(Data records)
++++++
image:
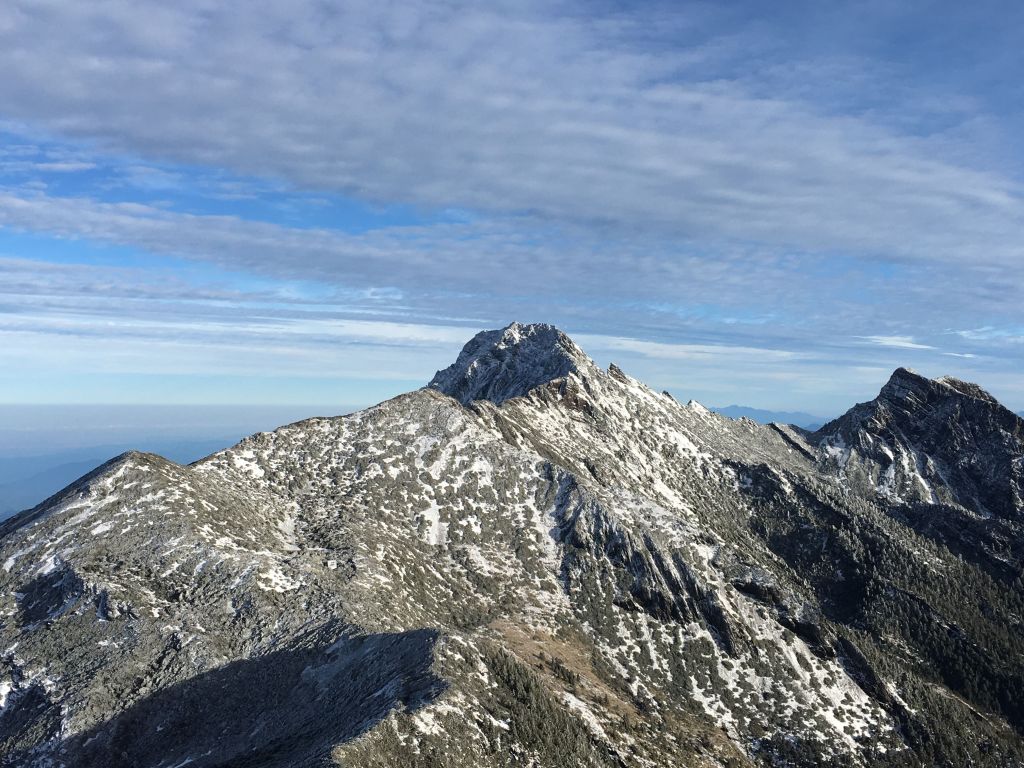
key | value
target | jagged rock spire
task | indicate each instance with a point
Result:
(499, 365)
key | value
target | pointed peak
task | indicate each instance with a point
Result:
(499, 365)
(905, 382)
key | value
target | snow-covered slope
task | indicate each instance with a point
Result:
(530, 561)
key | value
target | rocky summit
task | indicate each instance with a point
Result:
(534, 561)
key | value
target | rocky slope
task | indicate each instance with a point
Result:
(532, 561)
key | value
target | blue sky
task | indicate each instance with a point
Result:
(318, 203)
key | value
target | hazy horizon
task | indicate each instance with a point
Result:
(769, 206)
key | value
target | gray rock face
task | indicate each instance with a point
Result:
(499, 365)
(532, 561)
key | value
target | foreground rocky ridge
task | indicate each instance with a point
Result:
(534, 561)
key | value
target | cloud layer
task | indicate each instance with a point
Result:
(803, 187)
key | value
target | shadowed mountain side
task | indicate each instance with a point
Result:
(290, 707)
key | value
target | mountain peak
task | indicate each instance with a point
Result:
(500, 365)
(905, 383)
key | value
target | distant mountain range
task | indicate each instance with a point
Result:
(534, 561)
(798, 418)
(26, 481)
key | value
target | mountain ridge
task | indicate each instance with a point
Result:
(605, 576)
++++++
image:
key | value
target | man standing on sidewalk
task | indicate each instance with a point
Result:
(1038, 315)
++++++
Task requirements
For the entries shown above, tally every line containing the word "mountain". Report the tally and nothing else.

Written response
4